** Begin Data to use **

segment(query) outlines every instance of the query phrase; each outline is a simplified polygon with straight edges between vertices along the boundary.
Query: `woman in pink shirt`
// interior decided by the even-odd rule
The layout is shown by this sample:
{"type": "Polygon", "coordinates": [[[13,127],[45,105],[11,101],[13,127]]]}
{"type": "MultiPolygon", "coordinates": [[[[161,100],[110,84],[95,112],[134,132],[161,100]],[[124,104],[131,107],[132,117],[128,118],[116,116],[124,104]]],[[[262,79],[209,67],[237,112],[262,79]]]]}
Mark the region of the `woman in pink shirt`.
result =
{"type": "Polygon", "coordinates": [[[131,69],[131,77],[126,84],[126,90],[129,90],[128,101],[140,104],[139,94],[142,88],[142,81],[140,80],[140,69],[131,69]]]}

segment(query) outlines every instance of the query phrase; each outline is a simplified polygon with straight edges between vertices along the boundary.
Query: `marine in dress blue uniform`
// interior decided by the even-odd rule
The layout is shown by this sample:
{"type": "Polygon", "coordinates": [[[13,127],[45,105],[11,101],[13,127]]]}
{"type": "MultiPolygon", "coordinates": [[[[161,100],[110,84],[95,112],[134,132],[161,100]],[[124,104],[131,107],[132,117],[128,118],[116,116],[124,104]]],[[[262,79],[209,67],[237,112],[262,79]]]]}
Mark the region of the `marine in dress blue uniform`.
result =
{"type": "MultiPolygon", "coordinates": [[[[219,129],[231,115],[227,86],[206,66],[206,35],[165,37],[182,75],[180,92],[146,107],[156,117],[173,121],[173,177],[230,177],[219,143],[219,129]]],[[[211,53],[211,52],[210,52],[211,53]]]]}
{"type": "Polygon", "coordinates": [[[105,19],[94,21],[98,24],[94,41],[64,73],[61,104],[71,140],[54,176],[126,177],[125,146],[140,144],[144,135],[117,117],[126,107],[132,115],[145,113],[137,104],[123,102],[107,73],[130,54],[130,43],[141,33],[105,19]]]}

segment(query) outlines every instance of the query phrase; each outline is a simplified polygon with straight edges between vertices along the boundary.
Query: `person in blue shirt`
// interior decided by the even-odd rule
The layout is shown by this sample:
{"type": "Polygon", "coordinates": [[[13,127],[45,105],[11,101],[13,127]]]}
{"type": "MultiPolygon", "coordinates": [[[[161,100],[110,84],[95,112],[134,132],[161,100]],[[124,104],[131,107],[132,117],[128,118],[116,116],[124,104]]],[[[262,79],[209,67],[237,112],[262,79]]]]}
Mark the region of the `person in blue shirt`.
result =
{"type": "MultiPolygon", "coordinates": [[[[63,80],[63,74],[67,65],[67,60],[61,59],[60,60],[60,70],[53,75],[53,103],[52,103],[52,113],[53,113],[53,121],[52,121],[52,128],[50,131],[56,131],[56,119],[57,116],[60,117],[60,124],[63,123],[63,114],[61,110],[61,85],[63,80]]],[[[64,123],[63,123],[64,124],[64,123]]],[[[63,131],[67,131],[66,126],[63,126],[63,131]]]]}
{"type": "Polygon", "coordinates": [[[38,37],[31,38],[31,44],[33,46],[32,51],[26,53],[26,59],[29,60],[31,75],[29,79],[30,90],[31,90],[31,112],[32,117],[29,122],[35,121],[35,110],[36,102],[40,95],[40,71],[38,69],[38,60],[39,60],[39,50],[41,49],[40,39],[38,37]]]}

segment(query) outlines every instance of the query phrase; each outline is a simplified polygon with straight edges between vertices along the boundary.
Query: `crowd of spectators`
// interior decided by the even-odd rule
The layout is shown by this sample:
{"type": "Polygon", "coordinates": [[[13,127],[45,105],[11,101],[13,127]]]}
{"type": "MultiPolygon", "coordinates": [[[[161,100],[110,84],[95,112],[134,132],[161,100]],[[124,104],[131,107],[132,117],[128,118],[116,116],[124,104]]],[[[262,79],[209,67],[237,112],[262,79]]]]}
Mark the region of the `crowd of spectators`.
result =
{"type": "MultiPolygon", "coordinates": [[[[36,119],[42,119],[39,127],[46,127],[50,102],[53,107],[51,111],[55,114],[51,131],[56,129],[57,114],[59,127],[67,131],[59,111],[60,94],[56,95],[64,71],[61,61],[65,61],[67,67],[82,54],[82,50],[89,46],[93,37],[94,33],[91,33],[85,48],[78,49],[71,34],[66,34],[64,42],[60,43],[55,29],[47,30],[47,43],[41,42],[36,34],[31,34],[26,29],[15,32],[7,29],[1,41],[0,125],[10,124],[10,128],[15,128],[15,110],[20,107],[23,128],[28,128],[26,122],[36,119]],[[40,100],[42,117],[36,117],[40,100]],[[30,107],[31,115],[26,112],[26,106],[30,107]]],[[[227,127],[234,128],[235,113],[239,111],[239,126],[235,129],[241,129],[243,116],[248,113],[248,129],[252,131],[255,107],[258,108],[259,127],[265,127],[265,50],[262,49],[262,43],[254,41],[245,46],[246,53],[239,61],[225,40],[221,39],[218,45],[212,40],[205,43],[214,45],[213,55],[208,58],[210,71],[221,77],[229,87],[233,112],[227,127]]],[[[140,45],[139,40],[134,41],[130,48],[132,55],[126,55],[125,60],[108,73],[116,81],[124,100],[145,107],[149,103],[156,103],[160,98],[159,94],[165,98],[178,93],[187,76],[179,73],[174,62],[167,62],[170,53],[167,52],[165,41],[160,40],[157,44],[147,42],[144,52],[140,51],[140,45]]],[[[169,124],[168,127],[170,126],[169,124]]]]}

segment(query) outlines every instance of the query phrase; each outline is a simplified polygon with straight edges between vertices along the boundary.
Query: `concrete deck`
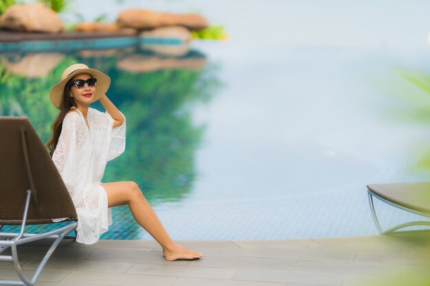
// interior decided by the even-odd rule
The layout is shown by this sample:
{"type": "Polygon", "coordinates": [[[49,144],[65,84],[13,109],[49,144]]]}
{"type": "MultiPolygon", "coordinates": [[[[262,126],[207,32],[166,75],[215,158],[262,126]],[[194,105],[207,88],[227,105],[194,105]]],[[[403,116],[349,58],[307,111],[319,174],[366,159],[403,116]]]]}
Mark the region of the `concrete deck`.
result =
{"type": "MultiPolygon", "coordinates": [[[[155,241],[65,241],[36,283],[53,285],[429,285],[430,232],[282,241],[179,241],[197,261],[166,261],[155,241]]],[[[20,249],[32,274],[44,242],[20,249]]],[[[0,278],[16,278],[0,262],[0,278]]]]}

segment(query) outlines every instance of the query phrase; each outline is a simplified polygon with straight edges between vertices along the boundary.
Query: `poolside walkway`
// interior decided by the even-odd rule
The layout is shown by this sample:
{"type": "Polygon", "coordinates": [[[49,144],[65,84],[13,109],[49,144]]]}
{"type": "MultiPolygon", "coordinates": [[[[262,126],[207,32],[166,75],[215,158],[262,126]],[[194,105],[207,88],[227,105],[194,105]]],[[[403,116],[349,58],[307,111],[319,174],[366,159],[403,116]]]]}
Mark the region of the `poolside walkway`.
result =
{"type": "MultiPolygon", "coordinates": [[[[182,241],[204,252],[168,262],[155,241],[65,241],[36,284],[53,285],[429,285],[430,232],[279,241],[182,241]]],[[[44,243],[21,247],[32,273],[44,243]]],[[[15,278],[0,262],[0,278],[15,278]]]]}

** End Data to use **

# Exercise
Without the pictures, output the full listing exactly as it stands.

# Response to this task
segment(query) outlines every instance of the query phrase; each outline is a simplified polygon with straight edges between vertices along the boundary.
Query: `woman in pink shirt`
// interior decided by the even-odd rule
The layout is shown by this sample:
{"type": "Polygon", "coordinates": [[[13,127],[45,105],[11,101],[13,127]]]}
{"type": "MultiPolygon", "coordinates": [[[[161,100],[110,84],[95,112],[134,132],[161,100]],[[124,104],[131,107],[132,117],[128,118],[116,116],[124,104]]],[[[262,79],[209,67],[237,112],[262,79]]]]}
Mark the region of the `woman in pink shirt`.
result =
{"type": "Polygon", "coordinates": [[[131,69],[131,77],[126,84],[126,90],[129,90],[128,101],[140,104],[139,94],[142,88],[142,81],[140,80],[140,69],[131,69]]]}

segment(query) outlines every instance of the query phrase; each outline is a simplified polygon with straight edges between vertices along the boundary.
Query: `marine in dress blue uniform`
// interior decided by the even-odd rule
The layout is shown by this sample:
{"type": "Polygon", "coordinates": [[[13,127],[45,105],[11,101],[13,127]]]}
{"type": "MultiPolygon", "coordinates": [[[[161,100],[110,84],[95,112],[134,132],[161,100]],[[124,104],[131,107],[132,117],[128,118],[116,116],[124,104]]],[[[262,79],[209,67],[237,112],[262,79]]]]}
Mark the region of the `marine in dress blue uniform`.
result =
{"type": "MultiPolygon", "coordinates": [[[[219,129],[231,115],[227,86],[206,66],[206,35],[165,37],[182,75],[180,92],[146,107],[156,117],[173,121],[173,177],[230,177],[219,143],[219,129]]],[[[211,53],[211,52],[210,52],[211,53]]]]}
{"type": "Polygon", "coordinates": [[[105,19],[94,21],[98,24],[94,41],[64,73],[61,104],[71,140],[54,176],[126,177],[125,146],[140,144],[144,135],[117,117],[126,107],[132,115],[145,113],[137,104],[123,102],[107,73],[130,54],[130,43],[141,33],[105,19]]]}

segment(query) outlines every instance of the query phrase; each outline is a simplified polygon with straight edges between vertices along the boundary.
Query: `person in blue shirt`
// interior decided by the even-odd rule
The layout is shown by this sample:
{"type": "Polygon", "coordinates": [[[13,127],[45,105],[11,101],[13,127]]]}
{"type": "MultiPolygon", "coordinates": [[[[161,100],[110,84],[95,112],[134,132],[161,100]],[[124,104],[131,107],[132,117],[128,118],[116,116],[124,104]]],[[[262,79],[209,67],[237,112],[262,79]]]]}
Mark the region of the `person in blue shirt`.
result =
{"type": "MultiPolygon", "coordinates": [[[[63,80],[63,74],[67,65],[67,60],[61,59],[60,60],[60,70],[53,75],[53,103],[52,103],[52,113],[53,113],[53,121],[52,121],[52,128],[50,131],[56,131],[56,119],[57,116],[60,117],[60,124],[63,123],[63,114],[61,110],[61,85],[63,80]]],[[[64,123],[63,123],[64,124],[64,123]]],[[[63,131],[67,131],[66,126],[63,126],[63,131]]]]}
{"type": "Polygon", "coordinates": [[[38,37],[31,38],[31,44],[33,46],[32,51],[26,53],[26,59],[29,60],[31,75],[29,79],[30,90],[31,90],[31,112],[32,117],[29,122],[35,121],[35,110],[36,102],[40,95],[40,71],[38,69],[38,60],[39,60],[39,50],[41,49],[40,39],[38,37]]]}

segment(query) outlines every instance of the query phrase; each outline is a simplified polygon with straight edges between vertices along the boundary.
Query: `crowd of spectators`
// interior decided by the even-odd rule
The layout is shown by this sample:
{"type": "Polygon", "coordinates": [[[13,127],[45,105],[11,101],[13,127]]]}
{"type": "MultiPolygon", "coordinates": [[[[161,100],[110,84],[95,112],[134,132],[161,100]],[[124,104],[131,107],[132,117],[128,118],[116,116],[124,104]]],[[[262,79],[209,67],[237,112],[262,79]]]]}
Mark the region of the `crowd of spectators`.
result =
{"type": "MultiPolygon", "coordinates": [[[[36,119],[42,119],[39,127],[46,127],[50,102],[53,107],[51,111],[55,114],[51,131],[56,129],[57,114],[59,127],[67,131],[59,111],[60,94],[56,95],[64,71],[61,61],[65,61],[67,67],[82,54],[82,50],[89,46],[93,37],[94,33],[91,33],[85,48],[78,49],[71,34],[66,34],[64,42],[60,43],[55,29],[47,30],[47,43],[41,42],[36,34],[31,34],[26,29],[15,32],[7,29],[1,41],[0,125],[10,124],[10,128],[15,128],[15,110],[20,107],[23,128],[28,128],[26,122],[36,119]],[[40,100],[42,117],[36,117],[40,100]],[[30,107],[31,115],[26,112],[26,106],[30,107]]],[[[227,127],[234,128],[235,113],[239,111],[239,126],[235,129],[241,129],[243,116],[248,113],[248,129],[252,131],[255,107],[258,108],[259,127],[265,127],[265,50],[262,49],[262,43],[254,41],[245,46],[246,53],[239,61],[225,40],[221,39],[218,45],[212,40],[205,43],[214,45],[213,55],[208,58],[210,71],[221,77],[229,87],[233,112],[227,127]]],[[[140,45],[139,40],[134,41],[130,48],[132,55],[126,55],[125,60],[108,73],[116,81],[124,100],[145,107],[149,103],[156,103],[160,98],[159,94],[165,98],[178,93],[187,76],[179,73],[174,62],[167,62],[170,53],[167,52],[165,41],[160,40],[157,44],[147,42],[144,52],[140,51],[140,45]]],[[[169,124],[168,127],[170,126],[169,124]]]]}

segment(query) outlines every instance of the query phrase; each outline is a simplified polygon with straight edges between vertices along the boundary.
Query: `concrete deck`
// interior decided by the even-odd rule
The layout is shown by this sample:
{"type": "Polygon", "coordinates": [[[49,144],[65,84],[13,109],[49,144]]]}
{"type": "MultiPolygon", "coordinates": [[[[262,126],[207,32],[166,75],[215,158],[262,126]],[[194,105],[207,88],[227,105],[194,105]]],[[[403,116],[349,58],[307,111],[319,174],[366,159],[403,116]]]]}
Mark the region of the `concrete deck`.
result =
{"type": "MultiPolygon", "coordinates": [[[[155,241],[65,241],[36,283],[53,285],[429,285],[430,232],[282,241],[179,241],[197,261],[166,261],[155,241]]],[[[20,249],[32,274],[44,242],[20,249]]],[[[0,278],[16,278],[0,262],[0,278]]]]}

segment(query) outlines every instance of the query phrase; each outline is a simplified polygon with straight edges between vertices along the boundary.
Query: `poolside walkway`
// interior decided by the even-odd rule
The layout is shown by this sample:
{"type": "Polygon", "coordinates": [[[49,144],[65,84],[13,109],[49,144]]]}
{"type": "MultiPolygon", "coordinates": [[[[262,126],[207,32],[166,75],[215,158],[262,126]],[[194,105],[207,88],[227,105],[194,105]]],[[[403,116],[349,58],[307,111],[319,174],[366,159],[403,116]]]]}
Mark the region of the `poolside walkway`.
result =
{"type": "MultiPolygon", "coordinates": [[[[182,241],[204,252],[168,262],[155,241],[65,241],[36,284],[53,285],[429,285],[430,232],[279,241],[182,241]]],[[[44,243],[21,247],[32,273],[44,243]]],[[[15,278],[0,262],[0,278],[15,278]]]]}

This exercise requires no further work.